**WHAT IS ASKED**:
Tally the lines in the data below that contain the string "dark", treating case as significant, and give only the number.

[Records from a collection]
* * *

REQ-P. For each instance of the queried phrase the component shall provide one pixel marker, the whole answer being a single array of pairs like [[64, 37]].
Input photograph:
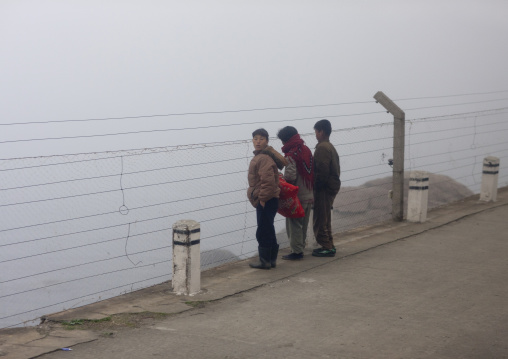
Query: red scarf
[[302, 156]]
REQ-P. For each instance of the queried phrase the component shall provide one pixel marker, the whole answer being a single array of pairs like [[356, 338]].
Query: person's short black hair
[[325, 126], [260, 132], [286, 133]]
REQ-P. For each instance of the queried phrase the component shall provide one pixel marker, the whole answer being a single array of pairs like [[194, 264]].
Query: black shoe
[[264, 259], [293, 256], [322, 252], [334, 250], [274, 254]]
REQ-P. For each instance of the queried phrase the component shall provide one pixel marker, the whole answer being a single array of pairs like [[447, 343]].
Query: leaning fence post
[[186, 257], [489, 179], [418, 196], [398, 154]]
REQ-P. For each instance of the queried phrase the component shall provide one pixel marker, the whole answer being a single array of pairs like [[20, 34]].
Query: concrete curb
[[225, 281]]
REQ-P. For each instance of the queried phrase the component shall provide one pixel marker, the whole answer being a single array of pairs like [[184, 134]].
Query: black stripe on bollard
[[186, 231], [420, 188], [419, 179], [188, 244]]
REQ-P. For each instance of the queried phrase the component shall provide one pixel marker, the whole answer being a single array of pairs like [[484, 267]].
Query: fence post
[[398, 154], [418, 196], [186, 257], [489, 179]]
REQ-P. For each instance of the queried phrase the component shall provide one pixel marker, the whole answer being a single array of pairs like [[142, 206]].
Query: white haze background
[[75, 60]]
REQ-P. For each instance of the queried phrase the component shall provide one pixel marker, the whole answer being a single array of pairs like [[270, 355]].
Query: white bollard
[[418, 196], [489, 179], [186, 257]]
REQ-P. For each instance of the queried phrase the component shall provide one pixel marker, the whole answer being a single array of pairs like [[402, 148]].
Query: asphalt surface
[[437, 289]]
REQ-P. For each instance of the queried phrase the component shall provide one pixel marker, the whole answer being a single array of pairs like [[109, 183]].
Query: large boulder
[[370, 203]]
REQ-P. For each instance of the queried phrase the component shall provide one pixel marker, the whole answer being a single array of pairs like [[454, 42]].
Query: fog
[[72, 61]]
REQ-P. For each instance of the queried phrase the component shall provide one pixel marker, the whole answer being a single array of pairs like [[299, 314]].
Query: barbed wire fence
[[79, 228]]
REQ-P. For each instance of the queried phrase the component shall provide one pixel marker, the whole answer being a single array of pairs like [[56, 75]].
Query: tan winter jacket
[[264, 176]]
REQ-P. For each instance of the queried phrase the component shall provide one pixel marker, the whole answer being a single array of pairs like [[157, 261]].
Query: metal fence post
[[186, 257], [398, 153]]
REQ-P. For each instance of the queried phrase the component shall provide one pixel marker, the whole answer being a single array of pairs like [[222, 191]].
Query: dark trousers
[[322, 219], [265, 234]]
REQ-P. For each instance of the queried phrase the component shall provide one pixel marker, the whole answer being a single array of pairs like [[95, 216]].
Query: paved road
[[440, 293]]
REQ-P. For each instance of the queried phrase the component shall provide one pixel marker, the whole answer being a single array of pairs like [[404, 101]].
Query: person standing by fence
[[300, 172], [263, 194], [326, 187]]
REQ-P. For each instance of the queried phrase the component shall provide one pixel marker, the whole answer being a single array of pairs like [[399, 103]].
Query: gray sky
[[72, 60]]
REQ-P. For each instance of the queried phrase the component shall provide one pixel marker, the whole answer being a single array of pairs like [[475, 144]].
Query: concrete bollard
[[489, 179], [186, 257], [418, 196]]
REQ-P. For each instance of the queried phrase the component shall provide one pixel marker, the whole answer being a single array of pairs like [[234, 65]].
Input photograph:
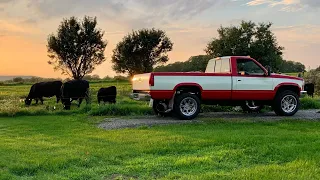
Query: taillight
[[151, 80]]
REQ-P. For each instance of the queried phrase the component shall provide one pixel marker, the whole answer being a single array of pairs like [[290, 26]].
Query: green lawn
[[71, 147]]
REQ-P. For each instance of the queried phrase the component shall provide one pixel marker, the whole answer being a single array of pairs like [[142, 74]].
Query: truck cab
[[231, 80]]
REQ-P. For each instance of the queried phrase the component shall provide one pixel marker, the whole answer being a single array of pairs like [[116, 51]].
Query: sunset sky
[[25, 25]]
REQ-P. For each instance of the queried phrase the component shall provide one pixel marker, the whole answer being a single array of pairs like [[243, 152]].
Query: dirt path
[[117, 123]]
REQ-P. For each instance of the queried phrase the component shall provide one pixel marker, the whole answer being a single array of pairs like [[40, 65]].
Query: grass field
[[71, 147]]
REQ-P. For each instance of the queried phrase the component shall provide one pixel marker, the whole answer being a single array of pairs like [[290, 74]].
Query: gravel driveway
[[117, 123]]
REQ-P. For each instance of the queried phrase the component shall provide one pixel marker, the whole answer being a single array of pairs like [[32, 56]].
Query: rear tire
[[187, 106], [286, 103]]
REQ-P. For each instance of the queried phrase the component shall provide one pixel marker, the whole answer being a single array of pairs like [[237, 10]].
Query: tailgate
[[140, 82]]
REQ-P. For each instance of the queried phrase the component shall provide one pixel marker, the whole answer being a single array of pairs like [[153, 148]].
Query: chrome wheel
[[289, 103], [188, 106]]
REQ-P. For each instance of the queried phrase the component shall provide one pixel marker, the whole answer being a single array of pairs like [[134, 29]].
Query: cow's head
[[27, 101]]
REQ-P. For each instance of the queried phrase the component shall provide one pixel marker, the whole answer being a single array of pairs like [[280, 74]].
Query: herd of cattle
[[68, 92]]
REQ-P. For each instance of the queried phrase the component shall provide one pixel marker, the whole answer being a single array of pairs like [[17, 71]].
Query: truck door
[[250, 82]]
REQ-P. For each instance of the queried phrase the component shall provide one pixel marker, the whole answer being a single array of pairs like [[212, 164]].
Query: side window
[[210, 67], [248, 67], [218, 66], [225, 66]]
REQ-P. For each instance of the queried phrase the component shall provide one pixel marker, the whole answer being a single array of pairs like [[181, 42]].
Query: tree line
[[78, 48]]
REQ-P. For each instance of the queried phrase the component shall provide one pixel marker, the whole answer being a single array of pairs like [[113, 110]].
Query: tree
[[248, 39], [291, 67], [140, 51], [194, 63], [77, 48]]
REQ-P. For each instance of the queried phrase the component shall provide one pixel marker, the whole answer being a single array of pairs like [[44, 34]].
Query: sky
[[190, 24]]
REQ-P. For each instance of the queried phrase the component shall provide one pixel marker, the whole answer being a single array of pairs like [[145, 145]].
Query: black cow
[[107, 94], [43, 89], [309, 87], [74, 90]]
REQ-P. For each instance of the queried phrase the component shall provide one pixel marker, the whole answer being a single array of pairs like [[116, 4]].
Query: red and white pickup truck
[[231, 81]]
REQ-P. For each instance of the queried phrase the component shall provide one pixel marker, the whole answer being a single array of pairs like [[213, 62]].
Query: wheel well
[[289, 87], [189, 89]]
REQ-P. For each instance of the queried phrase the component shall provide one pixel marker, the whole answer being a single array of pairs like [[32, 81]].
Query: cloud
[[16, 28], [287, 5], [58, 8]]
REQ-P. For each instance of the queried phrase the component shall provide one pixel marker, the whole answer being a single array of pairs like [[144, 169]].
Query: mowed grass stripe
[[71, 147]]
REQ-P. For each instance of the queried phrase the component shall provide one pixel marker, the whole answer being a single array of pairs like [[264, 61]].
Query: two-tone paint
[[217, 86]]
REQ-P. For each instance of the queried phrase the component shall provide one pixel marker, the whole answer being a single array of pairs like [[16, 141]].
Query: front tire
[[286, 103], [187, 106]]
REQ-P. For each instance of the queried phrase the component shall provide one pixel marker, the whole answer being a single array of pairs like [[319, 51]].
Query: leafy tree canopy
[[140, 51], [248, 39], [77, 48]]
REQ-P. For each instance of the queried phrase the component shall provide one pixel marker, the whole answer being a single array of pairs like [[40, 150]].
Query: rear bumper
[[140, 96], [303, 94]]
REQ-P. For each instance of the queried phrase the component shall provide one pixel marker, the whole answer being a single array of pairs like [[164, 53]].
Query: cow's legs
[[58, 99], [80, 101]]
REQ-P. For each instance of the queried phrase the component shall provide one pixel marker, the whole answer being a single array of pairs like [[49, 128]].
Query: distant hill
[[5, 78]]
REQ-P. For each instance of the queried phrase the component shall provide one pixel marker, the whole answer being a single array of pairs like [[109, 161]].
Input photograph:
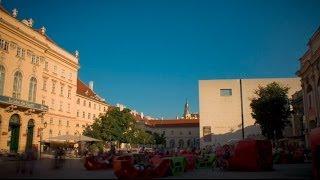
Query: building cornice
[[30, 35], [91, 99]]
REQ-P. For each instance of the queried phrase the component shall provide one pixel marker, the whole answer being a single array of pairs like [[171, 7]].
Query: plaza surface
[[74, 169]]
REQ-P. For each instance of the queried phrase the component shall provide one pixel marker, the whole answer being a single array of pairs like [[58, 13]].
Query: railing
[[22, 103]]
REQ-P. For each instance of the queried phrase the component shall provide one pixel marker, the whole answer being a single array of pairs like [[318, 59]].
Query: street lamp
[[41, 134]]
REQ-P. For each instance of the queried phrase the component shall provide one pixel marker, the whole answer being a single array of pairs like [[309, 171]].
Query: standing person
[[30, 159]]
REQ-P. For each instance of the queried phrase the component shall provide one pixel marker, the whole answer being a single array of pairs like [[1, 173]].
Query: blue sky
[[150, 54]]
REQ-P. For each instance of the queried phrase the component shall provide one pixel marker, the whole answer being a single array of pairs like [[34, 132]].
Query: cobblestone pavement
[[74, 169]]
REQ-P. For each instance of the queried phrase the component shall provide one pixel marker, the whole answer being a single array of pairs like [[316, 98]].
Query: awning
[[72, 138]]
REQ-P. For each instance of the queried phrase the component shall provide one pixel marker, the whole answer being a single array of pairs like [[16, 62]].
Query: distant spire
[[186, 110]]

* * *

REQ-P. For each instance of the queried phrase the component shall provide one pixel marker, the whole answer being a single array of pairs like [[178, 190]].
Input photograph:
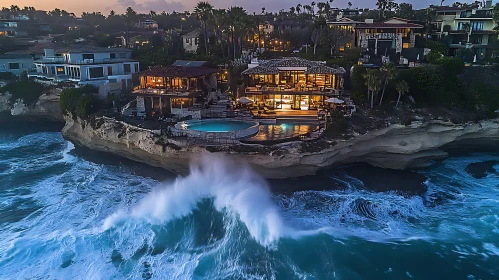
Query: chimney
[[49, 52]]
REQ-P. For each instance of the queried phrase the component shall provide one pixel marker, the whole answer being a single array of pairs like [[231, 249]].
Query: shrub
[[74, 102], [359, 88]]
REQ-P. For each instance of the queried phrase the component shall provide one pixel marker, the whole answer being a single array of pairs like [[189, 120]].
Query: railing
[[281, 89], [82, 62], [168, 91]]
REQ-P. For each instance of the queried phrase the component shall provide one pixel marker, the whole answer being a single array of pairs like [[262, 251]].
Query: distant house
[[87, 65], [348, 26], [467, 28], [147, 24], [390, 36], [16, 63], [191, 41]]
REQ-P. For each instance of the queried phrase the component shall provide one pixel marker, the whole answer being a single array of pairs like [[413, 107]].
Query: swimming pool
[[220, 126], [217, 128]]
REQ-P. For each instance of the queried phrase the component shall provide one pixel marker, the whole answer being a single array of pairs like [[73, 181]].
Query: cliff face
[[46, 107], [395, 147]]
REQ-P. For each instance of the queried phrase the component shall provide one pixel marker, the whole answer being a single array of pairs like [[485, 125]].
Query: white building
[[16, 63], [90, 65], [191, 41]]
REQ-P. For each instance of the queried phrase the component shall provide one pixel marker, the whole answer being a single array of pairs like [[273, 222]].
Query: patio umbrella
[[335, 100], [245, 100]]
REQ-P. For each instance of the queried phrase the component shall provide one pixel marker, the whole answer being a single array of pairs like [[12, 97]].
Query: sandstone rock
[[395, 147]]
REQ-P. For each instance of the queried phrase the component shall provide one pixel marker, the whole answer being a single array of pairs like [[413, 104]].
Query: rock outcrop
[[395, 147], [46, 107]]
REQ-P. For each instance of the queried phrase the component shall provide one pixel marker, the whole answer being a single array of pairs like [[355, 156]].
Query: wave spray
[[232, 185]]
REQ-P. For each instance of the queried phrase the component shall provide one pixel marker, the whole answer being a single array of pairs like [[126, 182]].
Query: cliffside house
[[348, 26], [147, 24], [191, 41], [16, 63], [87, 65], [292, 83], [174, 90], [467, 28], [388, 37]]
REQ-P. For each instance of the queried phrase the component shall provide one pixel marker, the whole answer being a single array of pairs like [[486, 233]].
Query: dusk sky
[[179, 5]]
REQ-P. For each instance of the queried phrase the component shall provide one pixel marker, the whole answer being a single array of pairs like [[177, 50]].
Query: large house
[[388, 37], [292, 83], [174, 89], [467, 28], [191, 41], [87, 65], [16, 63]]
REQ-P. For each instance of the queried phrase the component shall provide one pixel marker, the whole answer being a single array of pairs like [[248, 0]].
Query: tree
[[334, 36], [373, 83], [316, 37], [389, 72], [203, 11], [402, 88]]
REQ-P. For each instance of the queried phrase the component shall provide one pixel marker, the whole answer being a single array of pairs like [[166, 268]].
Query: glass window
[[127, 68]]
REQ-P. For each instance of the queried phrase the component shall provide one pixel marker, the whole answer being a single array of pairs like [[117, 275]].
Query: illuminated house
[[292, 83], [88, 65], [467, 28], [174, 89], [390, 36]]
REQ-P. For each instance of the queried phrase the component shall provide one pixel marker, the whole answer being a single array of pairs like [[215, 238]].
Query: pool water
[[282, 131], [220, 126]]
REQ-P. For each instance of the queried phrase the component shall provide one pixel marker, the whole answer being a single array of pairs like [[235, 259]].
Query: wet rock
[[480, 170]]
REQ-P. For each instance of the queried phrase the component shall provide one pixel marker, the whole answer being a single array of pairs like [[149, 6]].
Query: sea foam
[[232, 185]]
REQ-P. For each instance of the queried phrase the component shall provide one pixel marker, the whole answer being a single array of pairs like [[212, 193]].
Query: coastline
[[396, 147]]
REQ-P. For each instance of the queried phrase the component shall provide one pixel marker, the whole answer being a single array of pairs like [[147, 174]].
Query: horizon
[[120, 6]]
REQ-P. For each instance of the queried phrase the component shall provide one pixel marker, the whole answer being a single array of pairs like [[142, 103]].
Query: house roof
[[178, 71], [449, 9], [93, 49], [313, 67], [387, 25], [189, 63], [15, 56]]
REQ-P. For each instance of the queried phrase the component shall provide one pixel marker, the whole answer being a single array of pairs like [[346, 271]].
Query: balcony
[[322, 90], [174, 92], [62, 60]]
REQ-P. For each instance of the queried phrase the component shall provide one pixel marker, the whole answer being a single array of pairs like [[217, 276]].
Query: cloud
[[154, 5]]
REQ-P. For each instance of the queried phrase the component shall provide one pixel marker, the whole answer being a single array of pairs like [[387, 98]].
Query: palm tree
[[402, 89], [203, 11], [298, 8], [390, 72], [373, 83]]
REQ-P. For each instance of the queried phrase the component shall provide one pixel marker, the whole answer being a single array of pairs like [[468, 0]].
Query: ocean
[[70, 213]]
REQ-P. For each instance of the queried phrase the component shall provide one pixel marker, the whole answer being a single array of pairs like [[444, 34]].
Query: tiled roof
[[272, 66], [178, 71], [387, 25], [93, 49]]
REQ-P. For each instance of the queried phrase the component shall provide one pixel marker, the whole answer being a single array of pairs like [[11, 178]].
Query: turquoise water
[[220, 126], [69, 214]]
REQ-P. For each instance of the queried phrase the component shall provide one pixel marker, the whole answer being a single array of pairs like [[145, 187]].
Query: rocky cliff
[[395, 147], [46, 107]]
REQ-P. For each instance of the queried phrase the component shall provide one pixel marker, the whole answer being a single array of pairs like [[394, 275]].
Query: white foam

* * *

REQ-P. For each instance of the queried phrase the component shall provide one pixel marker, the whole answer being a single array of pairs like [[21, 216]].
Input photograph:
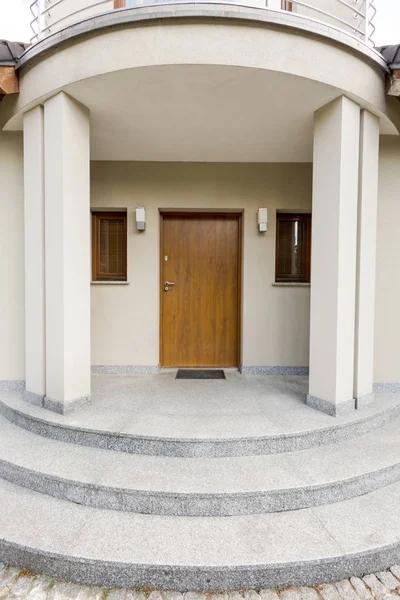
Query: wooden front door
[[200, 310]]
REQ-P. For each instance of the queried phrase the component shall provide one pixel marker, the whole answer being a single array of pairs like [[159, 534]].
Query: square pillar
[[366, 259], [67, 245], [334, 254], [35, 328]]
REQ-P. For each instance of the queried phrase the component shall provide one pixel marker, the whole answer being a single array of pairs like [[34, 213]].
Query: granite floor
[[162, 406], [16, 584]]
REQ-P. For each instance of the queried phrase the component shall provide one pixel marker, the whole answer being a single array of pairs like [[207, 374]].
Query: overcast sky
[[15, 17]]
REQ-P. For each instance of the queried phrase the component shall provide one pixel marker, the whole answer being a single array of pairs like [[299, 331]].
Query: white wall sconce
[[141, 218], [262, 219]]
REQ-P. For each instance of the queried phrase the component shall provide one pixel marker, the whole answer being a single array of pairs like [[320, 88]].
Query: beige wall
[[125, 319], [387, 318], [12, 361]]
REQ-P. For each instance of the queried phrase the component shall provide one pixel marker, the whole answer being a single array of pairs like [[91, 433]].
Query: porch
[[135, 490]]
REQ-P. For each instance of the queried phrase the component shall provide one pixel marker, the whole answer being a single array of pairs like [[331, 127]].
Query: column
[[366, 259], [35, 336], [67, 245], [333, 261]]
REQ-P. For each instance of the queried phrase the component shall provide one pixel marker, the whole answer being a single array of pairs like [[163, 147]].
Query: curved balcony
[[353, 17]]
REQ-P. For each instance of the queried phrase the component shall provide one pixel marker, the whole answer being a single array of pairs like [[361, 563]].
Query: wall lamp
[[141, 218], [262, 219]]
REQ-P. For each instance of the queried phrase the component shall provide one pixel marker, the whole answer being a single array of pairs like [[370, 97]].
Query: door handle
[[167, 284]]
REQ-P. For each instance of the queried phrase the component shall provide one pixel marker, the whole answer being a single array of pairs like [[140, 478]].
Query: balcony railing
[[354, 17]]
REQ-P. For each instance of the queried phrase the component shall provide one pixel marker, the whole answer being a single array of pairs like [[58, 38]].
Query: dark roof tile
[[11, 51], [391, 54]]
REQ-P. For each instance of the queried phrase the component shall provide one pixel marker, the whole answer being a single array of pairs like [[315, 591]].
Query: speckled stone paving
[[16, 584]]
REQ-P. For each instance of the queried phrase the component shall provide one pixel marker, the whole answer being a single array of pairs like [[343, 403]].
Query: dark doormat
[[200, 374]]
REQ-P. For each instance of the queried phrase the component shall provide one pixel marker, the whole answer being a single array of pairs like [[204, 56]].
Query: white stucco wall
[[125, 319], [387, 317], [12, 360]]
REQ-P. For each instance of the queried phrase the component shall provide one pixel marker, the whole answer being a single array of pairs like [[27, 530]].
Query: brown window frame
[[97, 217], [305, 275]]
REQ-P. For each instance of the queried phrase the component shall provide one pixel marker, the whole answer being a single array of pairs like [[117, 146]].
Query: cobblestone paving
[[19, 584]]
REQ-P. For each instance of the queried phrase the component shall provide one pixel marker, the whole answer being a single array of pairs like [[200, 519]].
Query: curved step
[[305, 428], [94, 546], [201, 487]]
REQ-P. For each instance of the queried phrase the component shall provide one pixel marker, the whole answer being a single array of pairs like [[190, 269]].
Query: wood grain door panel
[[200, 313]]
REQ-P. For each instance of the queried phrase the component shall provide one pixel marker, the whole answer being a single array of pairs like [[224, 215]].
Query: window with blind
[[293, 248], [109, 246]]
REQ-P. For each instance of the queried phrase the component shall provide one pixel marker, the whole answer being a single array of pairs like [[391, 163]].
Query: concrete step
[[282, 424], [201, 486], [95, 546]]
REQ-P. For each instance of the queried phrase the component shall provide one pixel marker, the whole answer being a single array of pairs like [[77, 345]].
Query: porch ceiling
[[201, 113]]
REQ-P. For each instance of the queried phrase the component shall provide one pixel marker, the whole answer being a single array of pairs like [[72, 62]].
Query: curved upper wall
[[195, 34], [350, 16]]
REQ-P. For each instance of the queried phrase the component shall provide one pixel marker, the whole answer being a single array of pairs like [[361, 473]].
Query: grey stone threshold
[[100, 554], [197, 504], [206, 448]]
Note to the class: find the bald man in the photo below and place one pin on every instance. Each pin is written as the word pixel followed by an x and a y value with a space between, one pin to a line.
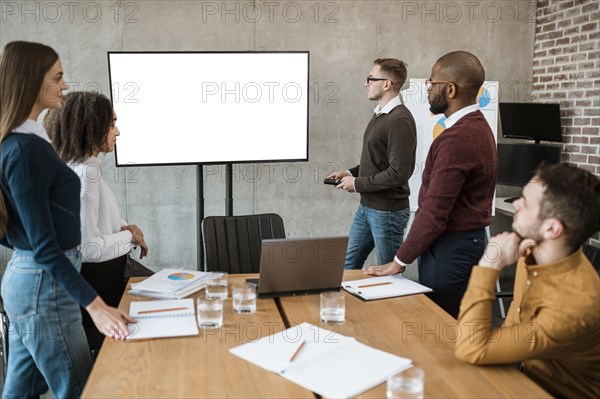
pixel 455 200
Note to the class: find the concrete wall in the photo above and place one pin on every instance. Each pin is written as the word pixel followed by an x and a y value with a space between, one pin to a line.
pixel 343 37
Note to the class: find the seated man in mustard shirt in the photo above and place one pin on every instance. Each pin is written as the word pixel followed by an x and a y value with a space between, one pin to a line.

* * *

**SOLUTION TO THE PROBLEM**:
3